Thousands of Hong Kong university students abandoned classes on Monday to rally against Chinese government limits on voting rights, a bellwether demonstration of the city’s appetite for turning smoldering discontent into street-level opposition, the New York Times reports:
Last month, the Chinese legislature proposed election rule changes for Hong Kong. Starting in 2017, they would allow residents to vote directly for the leader of the city’s government, the chief executive, but a nominating committee dominated by pro-Beijing loyalists would be used to restrict how many and which candidates could enter the contest.
The demonstrations may have only the slightest chance of forcing Beijing to change its mind and allow an open ballot, but student activists said they were ready to fight for many years…..Frustration with Chinese policy in Hong Kong is especially deep among the young, and contention over voting rights has given many otherwise apolitical students a jolt of civic engagement.

----------

(Problem set):
(1) Duplicate the part of the Hong Kong student protest excerpt starting with "Thousands of Hong" and going on through "enter the contest.".
(2) Go on with the Hong Kong student protest excerpt from the point where it stops.

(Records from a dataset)
----------

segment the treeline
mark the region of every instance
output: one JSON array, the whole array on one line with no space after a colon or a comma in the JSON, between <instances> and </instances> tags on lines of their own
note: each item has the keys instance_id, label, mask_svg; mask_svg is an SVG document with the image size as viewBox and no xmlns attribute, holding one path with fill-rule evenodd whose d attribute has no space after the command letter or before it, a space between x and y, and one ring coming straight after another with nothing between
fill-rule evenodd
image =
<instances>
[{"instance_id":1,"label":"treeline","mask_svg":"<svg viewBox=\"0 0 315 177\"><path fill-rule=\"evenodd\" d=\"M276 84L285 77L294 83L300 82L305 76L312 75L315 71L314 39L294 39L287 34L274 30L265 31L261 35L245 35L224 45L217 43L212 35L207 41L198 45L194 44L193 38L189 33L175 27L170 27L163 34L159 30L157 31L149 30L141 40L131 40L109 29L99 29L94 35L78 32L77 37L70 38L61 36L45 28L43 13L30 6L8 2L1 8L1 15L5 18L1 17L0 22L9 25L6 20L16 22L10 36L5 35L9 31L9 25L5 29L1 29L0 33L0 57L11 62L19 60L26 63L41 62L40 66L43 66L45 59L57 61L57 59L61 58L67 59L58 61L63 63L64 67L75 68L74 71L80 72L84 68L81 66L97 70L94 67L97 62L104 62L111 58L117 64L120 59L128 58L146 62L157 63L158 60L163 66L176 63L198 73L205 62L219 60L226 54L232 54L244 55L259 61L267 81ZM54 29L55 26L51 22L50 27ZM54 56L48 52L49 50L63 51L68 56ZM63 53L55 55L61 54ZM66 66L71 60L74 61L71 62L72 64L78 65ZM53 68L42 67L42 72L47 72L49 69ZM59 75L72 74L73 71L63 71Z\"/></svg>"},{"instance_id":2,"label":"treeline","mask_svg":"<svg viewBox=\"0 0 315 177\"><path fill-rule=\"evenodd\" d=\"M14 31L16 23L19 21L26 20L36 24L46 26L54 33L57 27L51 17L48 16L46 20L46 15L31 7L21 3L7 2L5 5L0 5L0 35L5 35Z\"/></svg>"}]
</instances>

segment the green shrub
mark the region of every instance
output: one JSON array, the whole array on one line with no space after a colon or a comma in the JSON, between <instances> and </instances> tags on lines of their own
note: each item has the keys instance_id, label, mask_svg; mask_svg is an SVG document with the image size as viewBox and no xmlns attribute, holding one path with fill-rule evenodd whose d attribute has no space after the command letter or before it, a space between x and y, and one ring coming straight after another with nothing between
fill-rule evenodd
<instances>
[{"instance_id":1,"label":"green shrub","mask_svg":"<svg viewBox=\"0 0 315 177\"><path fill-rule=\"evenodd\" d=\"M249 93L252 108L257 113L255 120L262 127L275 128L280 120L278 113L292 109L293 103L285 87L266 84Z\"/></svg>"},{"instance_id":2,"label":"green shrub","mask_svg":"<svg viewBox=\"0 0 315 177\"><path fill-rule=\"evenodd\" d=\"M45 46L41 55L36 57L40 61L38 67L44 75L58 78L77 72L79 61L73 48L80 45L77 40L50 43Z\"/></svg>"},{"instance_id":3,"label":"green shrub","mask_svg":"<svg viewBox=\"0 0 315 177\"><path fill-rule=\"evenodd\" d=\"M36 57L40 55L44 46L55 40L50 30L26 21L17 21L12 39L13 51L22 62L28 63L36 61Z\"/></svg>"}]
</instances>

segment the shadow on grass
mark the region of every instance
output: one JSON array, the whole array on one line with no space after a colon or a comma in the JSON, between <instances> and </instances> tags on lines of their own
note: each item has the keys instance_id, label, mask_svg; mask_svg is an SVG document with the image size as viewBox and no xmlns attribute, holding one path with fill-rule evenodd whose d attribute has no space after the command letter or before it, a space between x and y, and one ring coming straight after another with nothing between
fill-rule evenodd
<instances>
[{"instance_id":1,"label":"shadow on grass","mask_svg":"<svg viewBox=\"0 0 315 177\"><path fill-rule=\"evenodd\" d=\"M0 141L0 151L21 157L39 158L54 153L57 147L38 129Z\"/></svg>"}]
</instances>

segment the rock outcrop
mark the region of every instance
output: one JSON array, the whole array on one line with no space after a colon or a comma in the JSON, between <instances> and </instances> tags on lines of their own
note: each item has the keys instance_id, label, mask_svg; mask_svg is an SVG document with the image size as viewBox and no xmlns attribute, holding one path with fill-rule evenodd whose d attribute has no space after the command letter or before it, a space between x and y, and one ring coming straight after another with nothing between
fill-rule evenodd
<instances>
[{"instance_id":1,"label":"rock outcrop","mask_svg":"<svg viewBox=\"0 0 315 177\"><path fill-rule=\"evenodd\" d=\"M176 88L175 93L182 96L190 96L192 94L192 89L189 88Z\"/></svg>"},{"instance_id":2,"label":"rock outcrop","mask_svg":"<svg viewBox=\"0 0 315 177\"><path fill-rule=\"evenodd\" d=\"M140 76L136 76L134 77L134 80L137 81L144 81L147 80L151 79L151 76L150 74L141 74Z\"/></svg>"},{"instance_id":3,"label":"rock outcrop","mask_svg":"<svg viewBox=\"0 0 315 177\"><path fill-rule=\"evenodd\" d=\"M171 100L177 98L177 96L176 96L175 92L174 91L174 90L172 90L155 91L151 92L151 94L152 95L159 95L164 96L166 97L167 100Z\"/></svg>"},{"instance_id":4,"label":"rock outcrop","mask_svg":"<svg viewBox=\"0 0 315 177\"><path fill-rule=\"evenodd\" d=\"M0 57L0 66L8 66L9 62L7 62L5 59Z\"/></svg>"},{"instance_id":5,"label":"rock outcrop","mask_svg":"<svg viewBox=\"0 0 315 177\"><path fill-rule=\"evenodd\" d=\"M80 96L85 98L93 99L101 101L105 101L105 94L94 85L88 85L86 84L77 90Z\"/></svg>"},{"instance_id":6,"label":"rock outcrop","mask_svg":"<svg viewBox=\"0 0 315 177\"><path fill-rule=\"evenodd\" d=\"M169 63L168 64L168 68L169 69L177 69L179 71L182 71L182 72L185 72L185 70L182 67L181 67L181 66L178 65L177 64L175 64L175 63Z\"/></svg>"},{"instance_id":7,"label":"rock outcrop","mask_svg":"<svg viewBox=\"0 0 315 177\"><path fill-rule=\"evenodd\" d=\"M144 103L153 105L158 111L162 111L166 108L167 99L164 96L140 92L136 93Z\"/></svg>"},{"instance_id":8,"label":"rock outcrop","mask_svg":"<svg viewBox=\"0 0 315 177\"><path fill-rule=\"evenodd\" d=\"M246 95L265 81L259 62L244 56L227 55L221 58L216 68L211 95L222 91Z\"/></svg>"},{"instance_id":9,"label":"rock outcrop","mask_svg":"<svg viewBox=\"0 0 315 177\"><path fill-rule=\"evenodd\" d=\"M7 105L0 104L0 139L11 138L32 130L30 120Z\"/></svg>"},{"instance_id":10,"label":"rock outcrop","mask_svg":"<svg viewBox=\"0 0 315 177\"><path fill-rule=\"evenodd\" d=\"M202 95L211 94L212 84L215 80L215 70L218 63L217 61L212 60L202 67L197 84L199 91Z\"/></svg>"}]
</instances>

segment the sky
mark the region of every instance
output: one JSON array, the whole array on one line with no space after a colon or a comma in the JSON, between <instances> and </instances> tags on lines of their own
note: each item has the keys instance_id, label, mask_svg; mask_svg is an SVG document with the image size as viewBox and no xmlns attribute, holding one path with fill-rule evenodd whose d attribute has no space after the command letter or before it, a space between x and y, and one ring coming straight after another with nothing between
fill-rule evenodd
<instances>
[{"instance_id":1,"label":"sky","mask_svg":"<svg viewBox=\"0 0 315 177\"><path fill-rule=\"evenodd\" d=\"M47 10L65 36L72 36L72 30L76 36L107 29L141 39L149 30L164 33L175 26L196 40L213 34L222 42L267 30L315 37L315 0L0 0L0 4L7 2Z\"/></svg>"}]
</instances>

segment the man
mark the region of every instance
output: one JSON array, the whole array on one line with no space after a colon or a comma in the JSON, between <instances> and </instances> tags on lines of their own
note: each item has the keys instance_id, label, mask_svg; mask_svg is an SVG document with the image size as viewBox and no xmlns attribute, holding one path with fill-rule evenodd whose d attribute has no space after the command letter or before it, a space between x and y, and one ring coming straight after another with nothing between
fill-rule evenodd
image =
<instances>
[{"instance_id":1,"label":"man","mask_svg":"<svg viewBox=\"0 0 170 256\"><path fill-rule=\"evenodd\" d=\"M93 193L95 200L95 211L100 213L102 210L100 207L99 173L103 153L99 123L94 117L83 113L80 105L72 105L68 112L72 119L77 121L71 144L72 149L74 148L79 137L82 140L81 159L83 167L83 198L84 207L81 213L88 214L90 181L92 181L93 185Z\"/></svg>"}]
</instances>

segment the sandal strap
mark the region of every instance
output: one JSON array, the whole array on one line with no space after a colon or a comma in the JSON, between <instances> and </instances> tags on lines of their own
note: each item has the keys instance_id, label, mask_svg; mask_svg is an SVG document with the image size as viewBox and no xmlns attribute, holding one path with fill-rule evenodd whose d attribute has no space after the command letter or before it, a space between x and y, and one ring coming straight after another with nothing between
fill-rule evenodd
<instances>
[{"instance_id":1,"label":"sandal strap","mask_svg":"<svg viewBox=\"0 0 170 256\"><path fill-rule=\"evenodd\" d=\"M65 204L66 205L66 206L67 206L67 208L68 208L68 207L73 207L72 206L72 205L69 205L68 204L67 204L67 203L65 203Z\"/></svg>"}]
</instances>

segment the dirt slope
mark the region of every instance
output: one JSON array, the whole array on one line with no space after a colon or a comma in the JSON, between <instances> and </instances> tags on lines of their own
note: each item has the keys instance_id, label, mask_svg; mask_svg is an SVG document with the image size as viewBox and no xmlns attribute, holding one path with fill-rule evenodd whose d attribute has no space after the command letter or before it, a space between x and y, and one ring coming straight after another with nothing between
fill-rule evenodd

----------

(Expected answers):
(1)
Thousands of Hong Kong university students abandoned classes on Monday to rally against Chinese government limits on voting rights, a bellwether demonstration of the city’s appetite for turning smoldering discontent into street-level opposition, the New York Times reports:
Last month, the Chinese legislature proposed election rule changes for Hong Kong. Starting in 2017, they would allow residents to vote directly for the leader of the city’s government, the chief executive, but a nominating committee dominated by pro-Beijing loyalists would be used to restrict how many and which candidates could enter the contest.

(2)
Two of the world’s powerful autocracies, both rooted in the idea and practice of communist dictatorship, are bent on encroaching upon freedom and democracy on two different fronts: Ukraine and Hong Kong, former political prisoners Yang Jianli, Teng Biao and Hu Jia write for the Wall Street Journal:
China has the potential to become an even more relentless, aggressive dictatorship than Russia. From their support for rogue regimes in Iran, North Korea, and Syria to their military buildups and aggressive use of cyber warfare and technology theft, Moscow and Beijing are playing for keeps and their corrosive impact should worry the free world.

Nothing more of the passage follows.